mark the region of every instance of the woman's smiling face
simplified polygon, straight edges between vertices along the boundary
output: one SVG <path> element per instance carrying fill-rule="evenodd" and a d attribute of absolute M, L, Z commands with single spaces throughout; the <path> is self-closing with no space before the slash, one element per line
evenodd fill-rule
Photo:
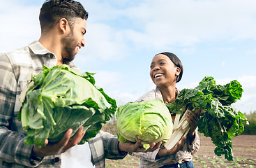
<path fill-rule="evenodd" d="M 180 71 L 167 56 L 159 54 L 152 59 L 150 76 L 158 88 L 167 87 L 176 83 L 176 76 L 179 76 Z"/>

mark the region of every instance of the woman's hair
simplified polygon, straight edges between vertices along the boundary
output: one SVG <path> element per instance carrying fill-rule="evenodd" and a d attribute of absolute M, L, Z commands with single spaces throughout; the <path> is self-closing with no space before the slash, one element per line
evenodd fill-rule
<path fill-rule="evenodd" d="M 171 59 L 171 61 L 174 63 L 174 64 L 176 67 L 179 67 L 181 69 L 181 72 L 179 73 L 179 75 L 177 76 L 176 78 L 176 83 L 179 82 L 182 78 L 182 74 L 183 72 L 183 67 L 182 66 L 181 60 L 179 59 L 179 57 L 176 55 L 169 52 L 164 52 L 162 53 L 157 54 L 156 55 L 158 55 L 160 54 L 163 54 L 163 55 L 167 56 L 170 58 L 170 59 Z"/>
<path fill-rule="evenodd" d="M 76 18 L 87 20 L 88 13 L 78 1 L 47 0 L 43 4 L 39 15 L 42 32 L 51 29 L 61 18 L 66 18 L 72 26 Z"/>

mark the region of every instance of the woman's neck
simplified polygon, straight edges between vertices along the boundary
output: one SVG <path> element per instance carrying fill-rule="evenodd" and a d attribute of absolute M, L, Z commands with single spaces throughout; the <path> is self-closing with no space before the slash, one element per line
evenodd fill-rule
<path fill-rule="evenodd" d="M 172 103 L 176 99 L 176 88 L 174 87 L 158 88 L 162 93 L 163 102 Z"/>

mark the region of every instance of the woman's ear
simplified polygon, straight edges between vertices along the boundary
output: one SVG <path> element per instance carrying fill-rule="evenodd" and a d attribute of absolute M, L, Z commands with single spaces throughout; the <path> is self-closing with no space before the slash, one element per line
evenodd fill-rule
<path fill-rule="evenodd" d="M 181 69 L 179 67 L 176 67 L 176 72 L 175 72 L 175 75 L 176 76 L 179 76 L 179 74 L 181 73 Z"/>
<path fill-rule="evenodd" d="M 68 22 L 66 18 L 61 18 L 59 20 L 59 27 L 63 34 L 66 34 L 67 31 L 68 31 L 69 27 L 70 25 Z"/>

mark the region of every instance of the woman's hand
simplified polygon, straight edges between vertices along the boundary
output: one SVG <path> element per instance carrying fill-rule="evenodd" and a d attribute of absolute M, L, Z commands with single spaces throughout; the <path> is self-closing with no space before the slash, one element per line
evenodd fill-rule
<path fill-rule="evenodd" d="M 199 108 L 195 111 L 188 110 L 186 113 L 187 116 L 187 121 L 190 125 L 190 130 L 189 130 L 188 135 L 190 142 L 192 142 L 195 136 L 195 129 L 197 127 L 197 122 L 200 119 L 201 109 Z"/>
<path fill-rule="evenodd" d="M 127 141 L 125 143 L 119 142 L 119 148 L 121 152 L 151 152 L 155 150 L 156 149 L 160 148 L 162 144 L 162 141 L 156 144 L 155 142 L 152 142 L 150 144 L 150 147 L 147 150 L 143 148 L 141 144 L 141 140 L 137 140 L 136 143 L 133 143 L 130 141 Z"/>
<path fill-rule="evenodd" d="M 171 149 L 161 148 L 159 150 L 158 153 L 156 155 L 156 159 L 159 159 L 163 157 L 167 157 L 176 153 L 179 150 L 182 150 L 186 141 L 186 136 L 182 136 L 180 141 L 178 141 L 174 147 Z"/>
<path fill-rule="evenodd" d="M 80 143 L 84 136 L 85 132 L 83 132 L 84 127 L 81 127 L 75 136 L 70 140 L 71 134 L 73 132 L 72 129 L 68 130 L 65 133 L 61 140 L 54 144 L 49 144 L 48 140 L 45 140 L 45 146 L 38 148 L 36 146 L 33 146 L 31 157 L 45 157 L 47 155 L 53 155 L 63 153 L 74 146 L 76 146 Z"/>

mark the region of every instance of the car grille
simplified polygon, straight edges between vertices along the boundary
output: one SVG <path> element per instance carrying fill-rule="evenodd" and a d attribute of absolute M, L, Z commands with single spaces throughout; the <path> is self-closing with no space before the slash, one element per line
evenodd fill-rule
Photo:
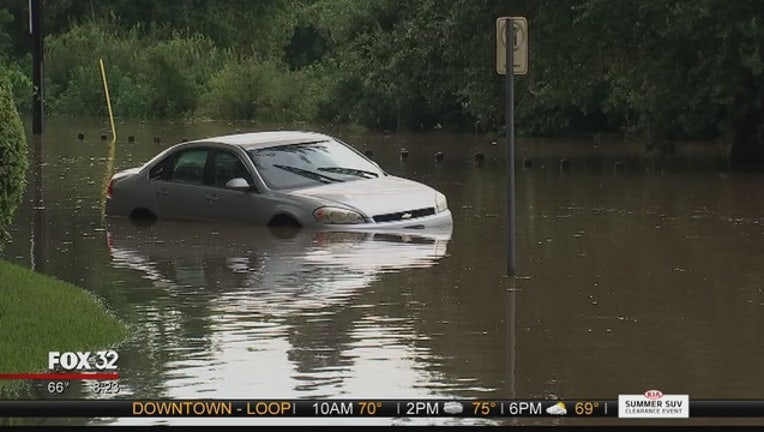
<path fill-rule="evenodd" d="M 416 210 L 407 210 L 397 213 L 387 213 L 374 216 L 374 222 L 396 222 L 396 221 L 410 221 L 420 217 L 430 216 L 435 214 L 434 207 L 426 207 Z M 404 217 L 405 216 L 405 217 Z"/>

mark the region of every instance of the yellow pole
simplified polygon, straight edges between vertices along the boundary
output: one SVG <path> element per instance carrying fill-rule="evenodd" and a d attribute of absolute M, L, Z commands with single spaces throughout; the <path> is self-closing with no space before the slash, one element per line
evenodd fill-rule
<path fill-rule="evenodd" d="M 114 114 L 111 112 L 111 97 L 109 97 L 109 84 L 106 82 L 106 68 L 103 66 L 103 59 L 98 60 L 101 63 L 101 78 L 103 79 L 103 91 L 106 94 L 106 107 L 109 109 L 109 122 L 111 123 L 111 142 L 117 141 L 117 130 L 114 128 Z"/>
<path fill-rule="evenodd" d="M 106 107 L 109 109 L 109 123 L 111 123 L 111 142 L 109 142 L 109 154 L 106 157 L 106 170 L 104 171 L 101 184 L 101 220 L 106 215 L 106 190 L 109 187 L 111 176 L 114 175 L 114 154 L 117 142 L 117 129 L 114 127 L 114 114 L 111 111 L 111 97 L 109 96 L 109 84 L 106 82 L 106 68 L 103 66 L 103 59 L 99 59 L 101 64 L 101 79 L 103 80 L 103 91 L 106 94 Z"/>

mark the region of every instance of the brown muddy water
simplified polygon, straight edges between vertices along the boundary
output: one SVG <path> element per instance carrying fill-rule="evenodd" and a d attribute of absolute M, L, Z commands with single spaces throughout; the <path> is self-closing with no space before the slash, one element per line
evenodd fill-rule
<path fill-rule="evenodd" d="M 119 124 L 111 168 L 138 165 L 183 138 L 260 129 Z M 84 287 L 133 326 L 119 348 L 120 392 L 109 397 L 616 399 L 652 388 L 764 397 L 764 176 L 728 173 L 721 148 L 684 144 L 646 158 L 639 143 L 519 138 L 512 280 L 504 147 L 491 139 L 322 130 L 446 194 L 452 235 L 417 242 L 104 220 L 105 131 L 100 121 L 46 125 L 4 258 Z M 483 166 L 473 164 L 476 152 Z M 53 397 L 41 386 L 29 393 Z M 61 397 L 97 396 L 82 384 Z M 482 423 L 646 424 L 576 420 Z M 230 419 L 266 421 L 275 422 Z M 464 424 L 363 422 L 420 423 Z"/>

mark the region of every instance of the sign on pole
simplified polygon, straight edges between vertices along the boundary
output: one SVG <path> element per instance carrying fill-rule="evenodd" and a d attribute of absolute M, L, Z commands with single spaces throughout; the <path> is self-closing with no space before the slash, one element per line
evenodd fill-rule
<path fill-rule="evenodd" d="M 507 73 L 507 21 L 512 19 L 514 29 L 514 67 L 515 75 L 528 73 L 528 20 L 525 17 L 502 17 L 496 20 L 496 72 Z"/>

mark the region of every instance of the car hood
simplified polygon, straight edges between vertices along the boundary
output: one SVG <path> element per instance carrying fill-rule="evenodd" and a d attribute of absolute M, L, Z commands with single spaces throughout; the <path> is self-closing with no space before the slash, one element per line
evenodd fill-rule
<path fill-rule="evenodd" d="M 126 170 L 115 173 L 113 178 L 116 180 L 123 177 L 130 177 L 132 175 L 138 174 L 139 172 L 141 172 L 141 167 L 128 168 Z"/>
<path fill-rule="evenodd" d="M 356 208 L 368 216 L 435 207 L 436 190 L 396 176 L 330 183 L 290 192 Z"/>

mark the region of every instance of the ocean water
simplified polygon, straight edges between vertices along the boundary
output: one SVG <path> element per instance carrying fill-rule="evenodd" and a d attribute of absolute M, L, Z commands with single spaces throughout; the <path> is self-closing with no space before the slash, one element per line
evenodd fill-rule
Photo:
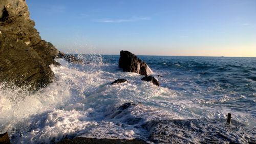
<path fill-rule="evenodd" d="M 56 59 L 62 65 L 51 66 L 56 80 L 35 93 L 0 85 L 0 133 L 8 132 L 14 143 L 77 136 L 150 143 L 256 139 L 255 58 L 139 56 L 157 87 L 124 73 L 118 55 L 77 56 L 83 64 Z M 129 82 L 110 84 L 117 79 Z"/>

Job >> Copy out the lines of the data above verbatim, beginning with the line that contains "mark the region of every instance of the car grille" and ending with the line that contains "416 210 L 407", both lines included. Leave the pictures out of your copy.

Exercise response >>
mark the region of every instance of the car grille
simplified polygon, straight edges between vertices along the boundary
output: one SVG <path> element per instance carrying fill-rule="evenodd" and a d attribute of absolute M, L, Z commands with single spaces throughout; the <path> is self-closing with no space before the slash, one element per line
evenodd fill-rule
Photo:
<path fill-rule="evenodd" d="M 416 210 L 407 210 L 397 213 L 387 213 L 374 216 L 374 222 L 396 222 L 396 221 L 410 221 L 420 217 L 430 216 L 435 214 L 434 207 L 426 207 Z M 404 217 L 405 216 L 405 217 Z"/>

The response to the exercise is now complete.